(Entries from a pointing dataset)
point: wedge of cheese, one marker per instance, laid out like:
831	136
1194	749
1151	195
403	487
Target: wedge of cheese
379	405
--
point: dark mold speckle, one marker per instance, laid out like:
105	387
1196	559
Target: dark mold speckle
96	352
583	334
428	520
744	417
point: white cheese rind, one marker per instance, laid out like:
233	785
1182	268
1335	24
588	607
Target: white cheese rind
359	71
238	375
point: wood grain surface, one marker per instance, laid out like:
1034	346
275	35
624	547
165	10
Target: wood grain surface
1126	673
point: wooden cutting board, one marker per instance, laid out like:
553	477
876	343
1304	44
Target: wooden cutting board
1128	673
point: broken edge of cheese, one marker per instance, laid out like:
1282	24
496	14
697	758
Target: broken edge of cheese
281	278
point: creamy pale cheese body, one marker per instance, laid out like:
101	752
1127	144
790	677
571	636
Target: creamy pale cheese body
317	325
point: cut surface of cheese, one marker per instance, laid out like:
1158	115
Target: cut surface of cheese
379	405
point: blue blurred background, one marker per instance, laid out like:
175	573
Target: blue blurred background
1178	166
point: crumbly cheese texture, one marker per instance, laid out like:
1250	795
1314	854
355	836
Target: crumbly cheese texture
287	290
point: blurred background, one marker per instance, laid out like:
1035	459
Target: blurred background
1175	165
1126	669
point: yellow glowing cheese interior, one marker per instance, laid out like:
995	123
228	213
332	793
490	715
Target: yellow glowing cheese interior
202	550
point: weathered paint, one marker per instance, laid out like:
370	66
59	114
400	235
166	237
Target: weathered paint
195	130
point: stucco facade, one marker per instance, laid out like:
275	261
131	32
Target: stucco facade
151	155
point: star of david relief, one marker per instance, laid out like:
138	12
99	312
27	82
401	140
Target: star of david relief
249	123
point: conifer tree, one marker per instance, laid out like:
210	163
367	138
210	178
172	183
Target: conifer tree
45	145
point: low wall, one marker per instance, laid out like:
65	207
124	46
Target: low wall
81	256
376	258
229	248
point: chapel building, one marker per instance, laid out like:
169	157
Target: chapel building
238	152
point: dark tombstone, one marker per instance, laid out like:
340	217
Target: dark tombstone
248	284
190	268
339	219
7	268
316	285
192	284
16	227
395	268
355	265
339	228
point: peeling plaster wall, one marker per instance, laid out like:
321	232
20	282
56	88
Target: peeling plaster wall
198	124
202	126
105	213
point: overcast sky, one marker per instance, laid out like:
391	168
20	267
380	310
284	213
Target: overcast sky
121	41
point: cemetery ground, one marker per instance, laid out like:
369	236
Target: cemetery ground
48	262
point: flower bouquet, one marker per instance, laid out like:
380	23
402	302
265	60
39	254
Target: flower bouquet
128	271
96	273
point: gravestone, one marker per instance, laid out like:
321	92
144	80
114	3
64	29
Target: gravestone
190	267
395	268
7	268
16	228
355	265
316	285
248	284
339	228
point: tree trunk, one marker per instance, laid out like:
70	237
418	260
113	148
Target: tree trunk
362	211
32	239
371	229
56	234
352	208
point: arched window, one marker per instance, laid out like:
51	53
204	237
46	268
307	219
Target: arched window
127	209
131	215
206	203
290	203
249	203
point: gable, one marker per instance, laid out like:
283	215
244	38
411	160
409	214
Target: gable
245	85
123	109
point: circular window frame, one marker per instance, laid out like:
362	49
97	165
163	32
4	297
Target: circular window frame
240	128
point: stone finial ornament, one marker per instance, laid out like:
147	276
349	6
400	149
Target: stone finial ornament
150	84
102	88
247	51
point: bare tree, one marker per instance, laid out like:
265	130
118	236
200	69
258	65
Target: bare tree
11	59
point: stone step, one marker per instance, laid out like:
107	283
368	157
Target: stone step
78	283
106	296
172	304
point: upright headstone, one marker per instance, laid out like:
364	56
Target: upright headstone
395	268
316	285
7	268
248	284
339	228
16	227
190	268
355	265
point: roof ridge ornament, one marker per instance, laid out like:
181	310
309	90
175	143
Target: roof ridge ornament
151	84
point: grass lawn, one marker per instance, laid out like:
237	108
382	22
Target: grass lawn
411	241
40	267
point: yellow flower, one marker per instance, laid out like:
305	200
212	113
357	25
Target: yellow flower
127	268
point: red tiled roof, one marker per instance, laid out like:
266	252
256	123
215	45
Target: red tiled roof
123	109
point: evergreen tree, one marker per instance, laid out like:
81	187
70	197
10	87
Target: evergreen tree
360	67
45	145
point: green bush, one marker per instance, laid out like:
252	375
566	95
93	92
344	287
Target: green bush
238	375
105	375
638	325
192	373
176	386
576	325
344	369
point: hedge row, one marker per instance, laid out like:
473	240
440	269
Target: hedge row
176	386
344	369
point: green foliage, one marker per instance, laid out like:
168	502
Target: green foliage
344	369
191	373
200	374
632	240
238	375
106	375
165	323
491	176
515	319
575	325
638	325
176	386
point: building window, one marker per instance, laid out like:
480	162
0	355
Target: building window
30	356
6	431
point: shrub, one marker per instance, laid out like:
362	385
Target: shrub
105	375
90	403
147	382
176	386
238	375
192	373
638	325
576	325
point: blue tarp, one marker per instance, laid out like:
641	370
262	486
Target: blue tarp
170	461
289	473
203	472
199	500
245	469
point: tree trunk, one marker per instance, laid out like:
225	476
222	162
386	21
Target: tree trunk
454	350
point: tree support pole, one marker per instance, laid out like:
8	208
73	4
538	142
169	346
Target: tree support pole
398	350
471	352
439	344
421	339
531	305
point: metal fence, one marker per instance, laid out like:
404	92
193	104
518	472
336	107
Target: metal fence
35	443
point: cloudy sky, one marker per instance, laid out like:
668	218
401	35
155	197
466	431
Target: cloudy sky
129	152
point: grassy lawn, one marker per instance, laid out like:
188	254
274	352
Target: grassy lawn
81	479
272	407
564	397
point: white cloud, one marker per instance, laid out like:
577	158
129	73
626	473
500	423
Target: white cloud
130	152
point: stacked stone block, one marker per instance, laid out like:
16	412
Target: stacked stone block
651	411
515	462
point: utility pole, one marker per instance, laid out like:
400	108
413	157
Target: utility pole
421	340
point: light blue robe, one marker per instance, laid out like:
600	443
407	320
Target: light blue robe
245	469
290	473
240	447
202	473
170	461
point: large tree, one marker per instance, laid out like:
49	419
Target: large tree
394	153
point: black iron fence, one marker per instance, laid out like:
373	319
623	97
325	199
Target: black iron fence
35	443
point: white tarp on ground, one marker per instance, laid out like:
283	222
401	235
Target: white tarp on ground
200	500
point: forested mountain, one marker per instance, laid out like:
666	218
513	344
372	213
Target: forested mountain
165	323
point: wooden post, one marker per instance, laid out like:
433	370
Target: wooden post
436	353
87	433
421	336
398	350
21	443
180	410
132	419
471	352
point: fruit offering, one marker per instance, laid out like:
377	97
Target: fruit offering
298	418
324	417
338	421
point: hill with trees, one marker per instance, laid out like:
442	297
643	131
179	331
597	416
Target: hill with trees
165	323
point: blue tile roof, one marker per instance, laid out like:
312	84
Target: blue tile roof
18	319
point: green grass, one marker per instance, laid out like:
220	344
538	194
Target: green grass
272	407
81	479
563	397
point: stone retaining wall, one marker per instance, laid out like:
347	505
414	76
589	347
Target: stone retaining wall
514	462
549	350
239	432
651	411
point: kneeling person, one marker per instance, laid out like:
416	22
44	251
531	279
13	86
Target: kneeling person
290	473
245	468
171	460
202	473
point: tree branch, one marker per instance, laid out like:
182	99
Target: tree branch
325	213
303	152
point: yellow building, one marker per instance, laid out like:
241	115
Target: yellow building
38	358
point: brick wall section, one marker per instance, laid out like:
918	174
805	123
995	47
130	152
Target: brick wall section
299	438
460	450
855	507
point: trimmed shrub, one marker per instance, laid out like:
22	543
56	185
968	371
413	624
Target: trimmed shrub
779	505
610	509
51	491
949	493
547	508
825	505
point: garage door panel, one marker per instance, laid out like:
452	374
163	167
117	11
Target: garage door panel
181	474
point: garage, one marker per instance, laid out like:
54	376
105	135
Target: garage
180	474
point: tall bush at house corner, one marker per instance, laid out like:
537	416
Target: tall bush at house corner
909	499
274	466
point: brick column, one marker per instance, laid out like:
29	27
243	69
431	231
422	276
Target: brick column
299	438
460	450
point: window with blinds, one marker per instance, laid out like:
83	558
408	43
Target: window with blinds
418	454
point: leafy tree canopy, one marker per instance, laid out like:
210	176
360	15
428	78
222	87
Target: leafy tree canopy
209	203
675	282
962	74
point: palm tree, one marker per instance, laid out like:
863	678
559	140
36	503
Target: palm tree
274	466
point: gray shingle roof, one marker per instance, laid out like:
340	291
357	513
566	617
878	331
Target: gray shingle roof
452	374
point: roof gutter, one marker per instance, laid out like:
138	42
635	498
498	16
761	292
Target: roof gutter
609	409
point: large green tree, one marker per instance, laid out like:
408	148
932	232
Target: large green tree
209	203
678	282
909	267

Task goal: Show every line of the material that contains the string "tarp", copying each one in full.

Response:
point: blue tarp, one marker per instance, laid out like:
Target: blue tarp
point: white tarp on ground, one marker per instance, laid out like:
Target: white tarp on ground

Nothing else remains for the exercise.